Instruction: Copy out the material below, swapping each "planogram log" for "site survey" and leaving everything else unchanged.
=== Source material ===
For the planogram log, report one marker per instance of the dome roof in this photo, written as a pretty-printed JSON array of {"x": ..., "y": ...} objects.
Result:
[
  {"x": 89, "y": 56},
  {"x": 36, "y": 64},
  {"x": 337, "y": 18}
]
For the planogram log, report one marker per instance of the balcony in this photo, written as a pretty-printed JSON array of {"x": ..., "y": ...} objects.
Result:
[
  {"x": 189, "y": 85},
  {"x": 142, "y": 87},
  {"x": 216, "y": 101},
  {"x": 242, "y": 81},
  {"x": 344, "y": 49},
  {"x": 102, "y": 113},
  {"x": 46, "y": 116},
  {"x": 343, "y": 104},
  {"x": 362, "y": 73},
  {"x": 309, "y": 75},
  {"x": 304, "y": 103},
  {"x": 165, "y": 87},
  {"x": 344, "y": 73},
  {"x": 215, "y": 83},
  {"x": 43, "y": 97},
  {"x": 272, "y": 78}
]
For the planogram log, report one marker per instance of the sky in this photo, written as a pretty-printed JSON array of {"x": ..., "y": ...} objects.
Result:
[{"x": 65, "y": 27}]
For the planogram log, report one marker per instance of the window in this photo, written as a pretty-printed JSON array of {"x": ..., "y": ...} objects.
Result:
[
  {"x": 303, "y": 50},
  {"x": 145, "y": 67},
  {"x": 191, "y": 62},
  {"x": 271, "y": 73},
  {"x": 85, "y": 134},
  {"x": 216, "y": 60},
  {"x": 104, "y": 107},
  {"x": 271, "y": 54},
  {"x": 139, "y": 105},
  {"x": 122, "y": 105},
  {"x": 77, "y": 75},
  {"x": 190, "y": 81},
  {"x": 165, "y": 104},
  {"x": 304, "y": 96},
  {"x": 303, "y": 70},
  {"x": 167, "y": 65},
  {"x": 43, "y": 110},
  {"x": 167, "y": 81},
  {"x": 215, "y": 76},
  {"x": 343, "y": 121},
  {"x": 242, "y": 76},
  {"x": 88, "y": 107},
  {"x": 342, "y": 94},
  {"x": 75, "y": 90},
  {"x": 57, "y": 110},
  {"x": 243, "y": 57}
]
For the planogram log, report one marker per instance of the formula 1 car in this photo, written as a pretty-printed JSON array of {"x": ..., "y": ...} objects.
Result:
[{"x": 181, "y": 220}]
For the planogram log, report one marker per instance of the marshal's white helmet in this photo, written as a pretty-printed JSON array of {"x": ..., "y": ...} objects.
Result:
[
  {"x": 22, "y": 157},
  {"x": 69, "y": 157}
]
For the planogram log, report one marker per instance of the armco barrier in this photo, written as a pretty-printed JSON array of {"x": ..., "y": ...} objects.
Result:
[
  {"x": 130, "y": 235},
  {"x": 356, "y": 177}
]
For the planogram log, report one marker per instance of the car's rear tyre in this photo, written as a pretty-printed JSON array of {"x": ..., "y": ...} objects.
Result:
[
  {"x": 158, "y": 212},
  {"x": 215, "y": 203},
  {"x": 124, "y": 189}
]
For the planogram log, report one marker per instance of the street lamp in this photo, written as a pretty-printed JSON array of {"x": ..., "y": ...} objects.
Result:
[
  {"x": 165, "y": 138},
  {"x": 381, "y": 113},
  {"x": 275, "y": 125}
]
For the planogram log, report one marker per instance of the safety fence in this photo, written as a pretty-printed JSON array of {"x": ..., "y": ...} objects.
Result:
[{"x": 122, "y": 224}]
===
Solved problem:
For the site survey, report one marker per instance of the dome roof in this photo, written as a pretty-printed JSON array of {"x": ..., "y": ...} objects.
Result:
[
  {"x": 89, "y": 56},
  {"x": 36, "y": 64},
  {"x": 337, "y": 18}
]
For the site survey, report one marker per instance of the balcony in this photo, written as a pretty-printed JSON array of {"x": ..., "y": ...} objects.
Result:
[
  {"x": 189, "y": 85},
  {"x": 142, "y": 87},
  {"x": 216, "y": 101},
  {"x": 242, "y": 81},
  {"x": 344, "y": 49},
  {"x": 102, "y": 113},
  {"x": 46, "y": 116},
  {"x": 343, "y": 104},
  {"x": 362, "y": 73},
  {"x": 309, "y": 75},
  {"x": 304, "y": 103},
  {"x": 165, "y": 87},
  {"x": 344, "y": 73},
  {"x": 215, "y": 83},
  {"x": 43, "y": 97},
  {"x": 272, "y": 78}
]
For the site survey, report one marker per instance of the sky in this photo, written as a pretty-printed JSON array of {"x": ..., "y": ...} objects.
Result:
[{"x": 65, "y": 27}]
For the site survey, report one marker per instance of the window in this photo, written as a pretty-printed JSON array of {"x": ..., "y": ...} objects.
Result:
[
  {"x": 303, "y": 50},
  {"x": 145, "y": 67},
  {"x": 191, "y": 62},
  {"x": 271, "y": 73},
  {"x": 85, "y": 134},
  {"x": 216, "y": 60},
  {"x": 104, "y": 107},
  {"x": 271, "y": 54},
  {"x": 139, "y": 105},
  {"x": 122, "y": 105},
  {"x": 77, "y": 75},
  {"x": 190, "y": 81},
  {"x": 165, "y": 104},
  {"x": 304, "y": 96},
  {"x": 303, "y": 70},
  {"x": 167, "y": 65},
  {"x": 43, "y": 110},
  {"x": 167, "y": 81},
  {"x": 215, "y": 76},
  {"x": 343, "y": 121},
  {"x": 242, "y": 76},
  {"x": 88, "y": 107},
  {"x": 342, "y": 94},
  {"x": 75, "y": 90},
  {"x": 57, "y": 110},
  {"x": 243, "y": 57}
]
For the site survey, report one marker per instance of the formula 1 car in this photo, written as a pretty-printed JSON array of {"x": ..., "y": ...} objects.
Result:
[{"x": 181, "y": 220}]
For the site survey, report one marker per instance of the marshal's white helmet in this photo, written as a pretty-printed JSON array of {"x": ..., "y": ...} objects.
Result:
[
  {"x": 22, "y": 157},
  {"x": 69, "y": 157}
]
For the site survey, report one marker per instance of the armco barrier in this photo, written as a pretty-printed JSON array of {"x": ..., "y": ...} objects.
Result:
[
  {"x": 130, "y": 235},
  {"x": 356, "y": 177}
]
For the site survey, report one marker per instance of the car's rear tyre in this photo, written as a pretty-printed JSON array of {"x": ..., "y": ...} objects.
Result:
[
  {"x": 158, "y": 212},
  {"x": 215, "y": 203},
  {"x": 124, "y": 189}
]
For the site survey, report one marker per instance of the street lamp in this photo, written as a pretty-printed JSON array of {"x": ..., "y": ...} objects.
Result:
[
  {"x": 165, "y": 138},
  {"x": 381, "y": 113},
  {"x": 275, "y": 125}
]
For the site survey, report one marker per instance of the safety fence in this photo, written as a pretty-printed JSON array of {"x": ..., "y": ...} objects.
Result:
[{"x": 122, "y": 224}]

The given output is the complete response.